## To be done
Turn every line in the rows below into a Markdown table with the columns "No." and "Line", numbering each line and skipping blank ones. Leave the pictures out.

#### Information provided

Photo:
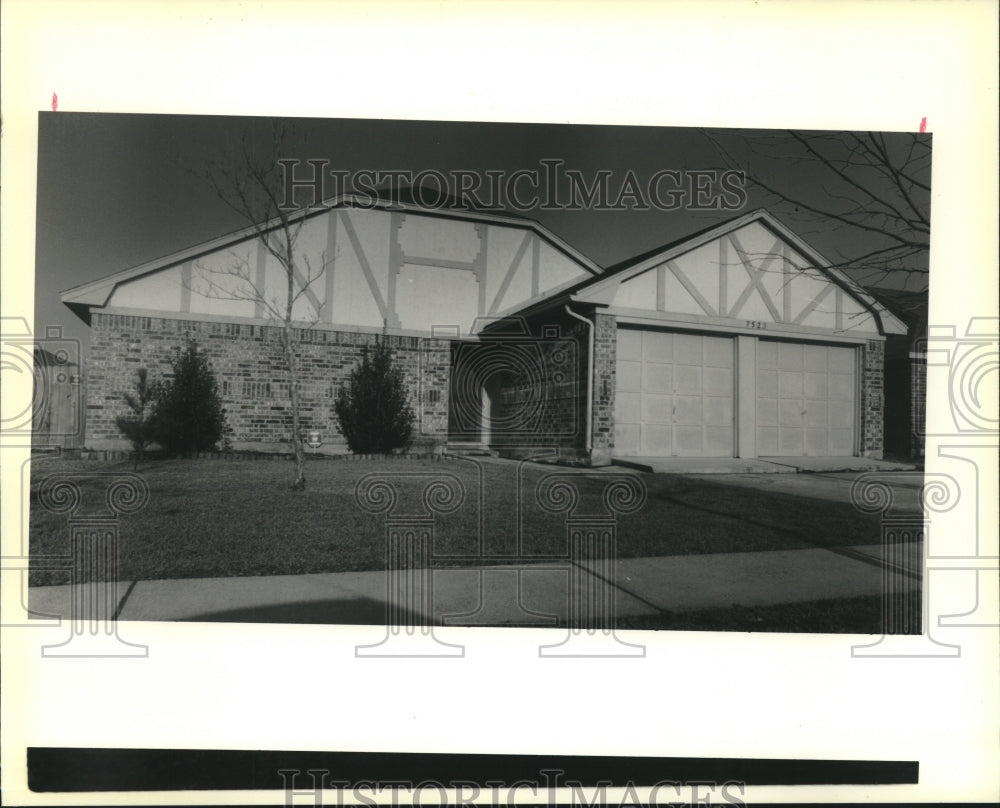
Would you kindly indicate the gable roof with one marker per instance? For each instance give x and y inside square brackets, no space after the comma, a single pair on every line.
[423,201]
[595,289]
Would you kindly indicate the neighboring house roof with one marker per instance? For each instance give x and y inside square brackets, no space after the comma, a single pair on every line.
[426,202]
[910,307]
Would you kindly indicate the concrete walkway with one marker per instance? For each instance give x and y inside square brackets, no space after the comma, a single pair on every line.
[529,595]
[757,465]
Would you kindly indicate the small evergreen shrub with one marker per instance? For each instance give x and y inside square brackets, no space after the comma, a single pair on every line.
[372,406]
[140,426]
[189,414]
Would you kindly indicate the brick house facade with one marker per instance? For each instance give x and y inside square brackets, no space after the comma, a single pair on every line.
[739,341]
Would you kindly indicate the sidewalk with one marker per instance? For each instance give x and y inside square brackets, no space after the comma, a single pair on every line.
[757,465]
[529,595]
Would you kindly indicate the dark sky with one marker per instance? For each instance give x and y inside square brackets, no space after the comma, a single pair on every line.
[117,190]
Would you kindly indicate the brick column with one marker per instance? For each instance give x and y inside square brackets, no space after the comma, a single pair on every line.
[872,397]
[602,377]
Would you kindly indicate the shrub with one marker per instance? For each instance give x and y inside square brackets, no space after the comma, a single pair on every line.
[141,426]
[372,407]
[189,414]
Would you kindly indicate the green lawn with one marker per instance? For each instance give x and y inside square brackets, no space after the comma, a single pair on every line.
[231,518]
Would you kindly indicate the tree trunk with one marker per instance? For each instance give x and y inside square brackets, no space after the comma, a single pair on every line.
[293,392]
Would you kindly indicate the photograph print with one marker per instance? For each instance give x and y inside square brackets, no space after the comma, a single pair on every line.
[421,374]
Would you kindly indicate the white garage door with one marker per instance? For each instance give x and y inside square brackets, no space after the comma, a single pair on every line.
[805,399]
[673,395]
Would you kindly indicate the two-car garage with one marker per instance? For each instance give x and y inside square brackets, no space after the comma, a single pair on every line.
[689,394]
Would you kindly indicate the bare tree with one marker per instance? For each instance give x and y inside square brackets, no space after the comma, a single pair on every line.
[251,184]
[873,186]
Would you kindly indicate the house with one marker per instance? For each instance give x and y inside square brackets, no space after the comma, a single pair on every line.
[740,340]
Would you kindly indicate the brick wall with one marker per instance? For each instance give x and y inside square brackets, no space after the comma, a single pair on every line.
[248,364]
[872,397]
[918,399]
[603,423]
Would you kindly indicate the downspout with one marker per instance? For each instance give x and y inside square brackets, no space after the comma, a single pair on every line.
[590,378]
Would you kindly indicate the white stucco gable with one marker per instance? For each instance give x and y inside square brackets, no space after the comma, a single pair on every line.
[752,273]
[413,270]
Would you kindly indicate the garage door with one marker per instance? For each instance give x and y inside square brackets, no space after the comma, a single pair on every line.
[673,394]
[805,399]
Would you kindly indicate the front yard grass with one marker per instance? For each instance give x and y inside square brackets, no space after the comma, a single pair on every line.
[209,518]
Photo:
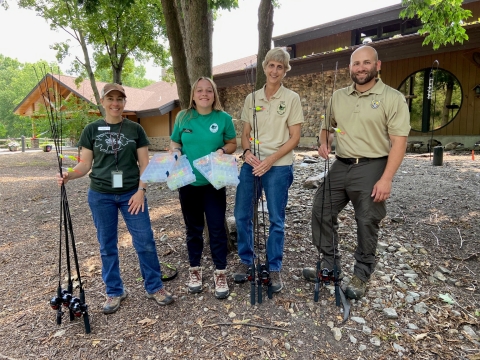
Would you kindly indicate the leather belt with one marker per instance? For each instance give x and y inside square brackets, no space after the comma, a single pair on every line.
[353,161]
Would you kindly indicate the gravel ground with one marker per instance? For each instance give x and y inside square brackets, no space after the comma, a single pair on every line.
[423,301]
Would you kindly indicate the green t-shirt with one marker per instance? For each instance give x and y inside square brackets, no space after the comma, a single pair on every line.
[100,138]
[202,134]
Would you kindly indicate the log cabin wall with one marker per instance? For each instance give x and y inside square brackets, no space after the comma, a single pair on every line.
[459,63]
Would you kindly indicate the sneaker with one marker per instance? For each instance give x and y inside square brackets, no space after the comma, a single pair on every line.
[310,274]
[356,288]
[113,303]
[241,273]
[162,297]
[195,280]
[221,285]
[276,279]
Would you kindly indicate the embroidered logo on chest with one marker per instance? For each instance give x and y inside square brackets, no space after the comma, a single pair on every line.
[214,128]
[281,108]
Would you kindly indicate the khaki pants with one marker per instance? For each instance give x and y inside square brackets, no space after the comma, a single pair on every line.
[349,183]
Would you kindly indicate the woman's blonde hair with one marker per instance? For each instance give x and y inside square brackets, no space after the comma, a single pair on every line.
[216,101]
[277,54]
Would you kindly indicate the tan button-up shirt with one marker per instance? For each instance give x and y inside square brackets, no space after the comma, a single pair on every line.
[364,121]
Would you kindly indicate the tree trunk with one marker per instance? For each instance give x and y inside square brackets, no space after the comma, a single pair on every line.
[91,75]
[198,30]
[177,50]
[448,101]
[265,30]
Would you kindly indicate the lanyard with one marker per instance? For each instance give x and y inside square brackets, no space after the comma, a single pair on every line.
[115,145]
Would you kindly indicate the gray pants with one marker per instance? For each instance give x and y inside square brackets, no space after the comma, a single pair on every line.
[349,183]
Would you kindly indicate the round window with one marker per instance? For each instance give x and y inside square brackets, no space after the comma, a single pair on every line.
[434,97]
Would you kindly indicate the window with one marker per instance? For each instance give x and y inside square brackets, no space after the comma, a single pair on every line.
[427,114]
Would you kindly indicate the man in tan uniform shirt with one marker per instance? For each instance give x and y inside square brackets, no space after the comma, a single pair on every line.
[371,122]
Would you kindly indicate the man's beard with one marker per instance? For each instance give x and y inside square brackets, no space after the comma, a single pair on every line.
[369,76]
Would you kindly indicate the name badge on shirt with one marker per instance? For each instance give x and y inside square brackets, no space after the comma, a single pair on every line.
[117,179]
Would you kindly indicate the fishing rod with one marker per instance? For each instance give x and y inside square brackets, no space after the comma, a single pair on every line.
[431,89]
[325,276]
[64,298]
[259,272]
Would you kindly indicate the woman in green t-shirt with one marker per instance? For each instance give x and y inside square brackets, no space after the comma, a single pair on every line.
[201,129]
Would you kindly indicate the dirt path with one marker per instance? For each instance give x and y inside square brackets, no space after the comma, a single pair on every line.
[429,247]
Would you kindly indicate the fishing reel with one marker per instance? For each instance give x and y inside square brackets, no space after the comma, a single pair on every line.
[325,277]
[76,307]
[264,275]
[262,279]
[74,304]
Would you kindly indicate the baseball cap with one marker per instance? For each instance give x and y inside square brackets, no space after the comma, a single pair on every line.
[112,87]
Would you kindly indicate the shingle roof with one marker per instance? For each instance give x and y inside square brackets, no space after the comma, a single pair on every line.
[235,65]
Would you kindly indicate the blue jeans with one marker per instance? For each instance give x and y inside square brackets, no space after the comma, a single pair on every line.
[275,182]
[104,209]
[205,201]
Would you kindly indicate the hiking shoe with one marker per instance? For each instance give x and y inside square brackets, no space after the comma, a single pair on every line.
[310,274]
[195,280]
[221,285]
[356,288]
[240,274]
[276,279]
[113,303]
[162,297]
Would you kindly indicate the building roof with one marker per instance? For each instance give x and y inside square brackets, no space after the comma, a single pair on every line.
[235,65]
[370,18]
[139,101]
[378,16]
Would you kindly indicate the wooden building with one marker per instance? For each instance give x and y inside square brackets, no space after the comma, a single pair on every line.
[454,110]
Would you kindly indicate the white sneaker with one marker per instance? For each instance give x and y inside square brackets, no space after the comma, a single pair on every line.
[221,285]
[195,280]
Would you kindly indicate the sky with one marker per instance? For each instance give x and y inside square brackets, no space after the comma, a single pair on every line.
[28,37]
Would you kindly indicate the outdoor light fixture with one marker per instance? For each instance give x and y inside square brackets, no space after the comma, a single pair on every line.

########

## Exercise solution
| No. | Line |
|---|---|
| 1 | Photo: |
| 2 | Would you kindly indicate the gable roof with one marker per instance? For each instance give x and y inside square brackets, no space after the comma, a single pair on every line. |
| 3 | [423,201] |
| 4 | [595,289] |
| 5 | Would you kindly indicate the neighboring house roof with one marker per instance? For each instance give x and y inside square brackets, no space after the comma, a single pair on every line. |
| 6 | [426,202] |
| 7 | [910,307] |
| 8 | Would you kindly indicate the concrete walkway with one marker per instance? For each instance give x and y inside square brackets, no space after the comma, a single pair on every line. |
| 9 | [529,595] |
| 10 | [757,465] |
| 11 | Would you kindly indicate the small evergreen shrub with one marker per instance? For each instance give x and y inside square brackets, no space after the comma, a single pair on every line. |
| 12 | [372,406] |
| 13 | [140,426] |
| 14 | [189,414] |
| 15 | Would you kindly indicate the brick house facade with one marker per instance? For each instance give x and y inside square brackets, no space after the comma, a single pair on every line. |
| 16 | [739,341] |
| 17 | Would you kindly indicate the sidewalk with one marker per instance? For each instance give x and y inside square brackets, no space after the comma, a single pair on every line. |
| 18 | [757,465] |
| 19 | [529,595] |
| 20 | Would you kindly indicate the dark sky with one marker per instance? For each instance give x and y inside square brackets, no space after the comma, a single pair on every line. |
| 21 | [117,190] |
| 22 | Would you kindly indicate the brick column with one marker per instance? For each instance give x and y inside square brackets, no space after the comma, a single pair on every line. |
| 23 | [872,397] |
| 24 | [602,377] |
| 25 | Would you kindly indicate the shrub with one marker per instance? For each instance give x and y inside square brackets, no space after the comma, a single pair on every line. |
| 26 | [141,426] |
| 27 | [372,407] |
| 28 | [189,414] |
| 29 | Would you kindly indicate the green lawn with one marker per instance? For each instance give x and y inside square brackets, no space after the comma, a single pair on every line. |
| 30 | [231,518] |
| 31 | Would you kindly indicate the tree trunk with one marker per instance? For each instance give x and y inside square brackets, no space after the comma, a single pair on every line. |
| 32 | [293,392] |
| 33 | Would you kindly indicate the photograph print with one marker per instance? For each instance give x and y inside square brackets, no space after the comma, a single pair on every line. |
| 34 | [421,374] |
| 35 | Would you kindly indicate the white garage door with one marker per instance? For each instance give x and y inside square brackets, no space after the comma, a single pair on every line. |
| 36 | [805,399] |
| 37 | [673,395] |
| 38 | Would you kindly indicate the two-car garage with one marker per instance? For each instance give x and y inside square brackets, no space after the comma, a single pair on every line. |
| 39 | [689,394] |
| 40 | Would you kindly indicate the bare tree with one marker per instance? For each instance give x and y inside square brackets, no space after the comma, a single pair on every line. |
| 41 | [251,184] |
| 42 | [873,186] |
| 43 | Would you kindly indicate the house with one marker per instance? For each instance give x and y inside square brackets, no space after the comma, a single pair on every line. |
| 44 | [740,340] |
| 45 | Would you kindly indicate the brick wall with one marker per instance? For each instance give x and y inside square brackets, no space after the comma, a single pair on every line. |
| 46 | [248,364] |
| 47 | [872,397] |
| 48 | [918,399] |
| 49 | [603,423] |
| 50 | Would you kindly indicate the downspout with one marker per instance? For each instance give x and y inside square brackets, no space after the comma, a single pair on every line. |
| 51 | [590,378] |
| 52 | Would you kindly indicate the white stucco gable with one marker per instance? For each instance give x and y inside square brackets, no space after the comma, a single pair on every line. |
| 53 | [752,273] |
| 54 | [413,270] |
| 55 | Would you kindly indicate the garage door with one marker per instance? For each instance give x and y inside square brackets, no space after the comma, a single pair on every line. |
| 56 | [673,394] |
| 57 | [805,399] |
| 58 | Would you kindly indicate the front yard grass with one marker per instance? For each instance give x and y inside square brackets, no space after the comma, a single pair on every line. |
| 59 | [209,518] |
| 60 | Photo: |
| 61 | Would you kindly indicate the leather belt with one marker per instance? For each instance give x and y inside square brackets, no space after the comma, a single pair on every line. |
| 62 | [353,161] |
| 63 | Would you kindly indicate the gravel ground with one marker per instance? For each instance give x and y inside square brackets, no space after the comma, a single pair on every line. |
| 64 | [423,301] |
| 65 | Would you kindly indicate the green t-shirt with one marker per instance? For each instance give x and y inside square brackets, no space after the comma, a single pair on every line. |
| 66 | [100,138] |
| 67 | [202,134] |
| 68 | Would you kindly indicate the log cabin wall with one marker per instance? For each instance give x and y inside square brackets, no space after the comma, a single pair on every line. |
| 69 | [459,63] |
| 70 | Would you kindly indicate the sneaker with one marker per instance? For each instance give x and y inside square brackets, no space after the comma, a single pair on every line. |
| 71 | [310,274] |
| 72 | [356,288] |
| 73 | [113,303] |
| 74 | [241,273] |
| 75 | [162,297] |
| 76 | [195,280] |
| 77 | [221,285] |
| 78 | [276,279] |
| 79 | Would you kindly indicate the embroidered logo on chest with one marker per instance? For each instance give x and y inside square brackets, no space after the comma, a single pair on every line. |
| 80 | [214,128] |
| 81 | [281,108] |
| 82 | Would you kindly indicate the khaki pants with one marker per instance? For each instance give x and y inside square brackets, no space after the comma, a single pair on every line. |
| 83 | [349,183] |
| 84 | Would you kindly indicate the woman's blonde hair with one marker per instance? For each instance give x and y inside square brackets, no space after the comma, a single pair on every line. |
| 85 | [216,101] |
| 86 | [277,54] |
| 87 | Would you kindly indicate the tan button-up shirt with one marker per instance? For each instance give x and y inside square brackets, no space after the comma, a single pair on every line. |
| 88 | [364,121] |
| 89 | Would you kindly indicate the tree trunk with one marker per instance? For each instance give x and y inside square brackets, no space after the comma, a single pair on every line. |
| 90 | [91,75] |
| 91 | [198,30] |
| 92 | [177,50] |
| 93 | [448,101] |
| 94 | [265,30] |
| 95 | Would you kindly indicate the lanyard with one marker per instance? For each instance give x and y inside square brackets, no space after the comma, a single pair on every line. |
| 96 | [115,145] |
| 97 | Would you kindly indicate the gray pants with one marker per instance? For each instance give x and y inside square brackets, no space after the comma, a single pair on every line. |
| 98 | [349,183] |
| 99 | Would you kindly indicate the round window with one marker per instance? For each instance give x and y inside square brackets, no space after the comma, a single pair on every line. |
| 100 | [434,97] |
| 101 | Would you kindly indicate the window with one marker per instance? For each instance give x and y inside square brackets, no space after the comma, a single pair on every line. |
| 102 | [427,114] |
| 103 | Would you kindly indicate the man in tan uniform shirt with one marker per instance? For each instance give x and y inside square brackets, no space after the comma, a single pair on every line. |
| 104 | [371,122] |
| 105 | Would you kindly indicate the man's beard with one marker per instance? For each instance give x and y inside square brackets, no space after the comma, a single pair on every line. |
| 106 | [369,76] |
| 107 | Would you kindly indicate the name badge on shirt with one marker per instance? For each instance give x and y inside square brackets, no space after the comma, a single pair on every line. |
| 108 | [117,179] |
| 109 | Would you kindly indicate the fishing rod with one marker per instance? For each instance give x and y inside square brackets, no space after the comma, a single pair on every line. |
| 110 | [431,89] |
| 111 | [325,276] |
| 112 | [64,298] |
| 113 | [259,272] |
| 114 | Would you kindly indicate the woman in green t-shirt with one marker per instance? For each instance give x and y inside square brackets, no space after the comma, a single pair on every line. |
| 115 | [201,129] |
| 116 | Would you kindly indicate the dirt path with one marker per instance? For each instance give x and y inside square brackets, no space after the comma, a single pair on every line. |
| 117 | [429,247] |
| 118 | Would you kindly indicate the fishing reel with one marker per instance? For each instance give x and y inside square brackets, no space after the comma, a single pair on every line. |
| 119 | [325,277] |
| 120 | [76,307] |
| 121 | [264,275] |
| 122 | [262,279] |
| 123 | [74,304] |
| 124 | Would you kindly indicate the baseball cap with one marker per instance? For each instance give x and y inside square brackets, no space after the comma, a single pair on every line. |
| 125 | [112,87] |
| 126 | Would you kindly indicate the shingle roof with one marker per instance? For each instance give x and y inside square brackets, no space after the comma, a single pair on every line. |
| 127 | [235,65] |
| 128 | Would you kindly indicate the blue jeans with one marker per instance? For each instance give x and y inside square brackets, no space after the comma, a single pair on every line. |
| 129 | [275,182] |
| 130 | [104,209] |
| 131 | [205,201] |
| 132 | Would you kindly indicate the hiking shoe with one marker per instance? For each instance give x and y inside square brackets, no space after the comma, a single pair on every line. |
| 133 | [310,274] |
| 134 | [195,280] |
| 135 | [221,285] |
| 136 | [356,288] |
| 137 | [240,274] |
| 138 | [276,279] |
| 139 | [113,303] |
| 140 | [162,297] |
| 141 | Would you kindly indicate the building roof with one marker per instance? For each instance give x and y inside square brackets, no space after the comma, a single pair on every line. |
| 142 | [235,65] |
| 143 | [370,18] |
| 144 | [139,101] |
| 145 | [378,16] |
| 146 | Would you kindly indicate the wooden building with one marker per instance? For each instance give x and y inside square brackets, no space after the comma, a single pair on every line. |
| 147 | [454,110] |
| 148 | Would you kindly indicate the white sneaker with one marker per instance? For each instance give x and y inside square brackets, no space after the comma, a single pair on every line. |
| 149 | [221,285] |
| 150 | [195,280] |
| 151 | Would you kindly indicate the sky with one marker per instance? For each instance give x and y inside square brackets, no space after the comma, a single pair on every line. |
| 152 | [28,37] |
| 153 | Would you kindly indicate the outdoor light fixture with one marker per instance? For each instance give x and y inside square brackets, no space after the comma, a single pair on every line. |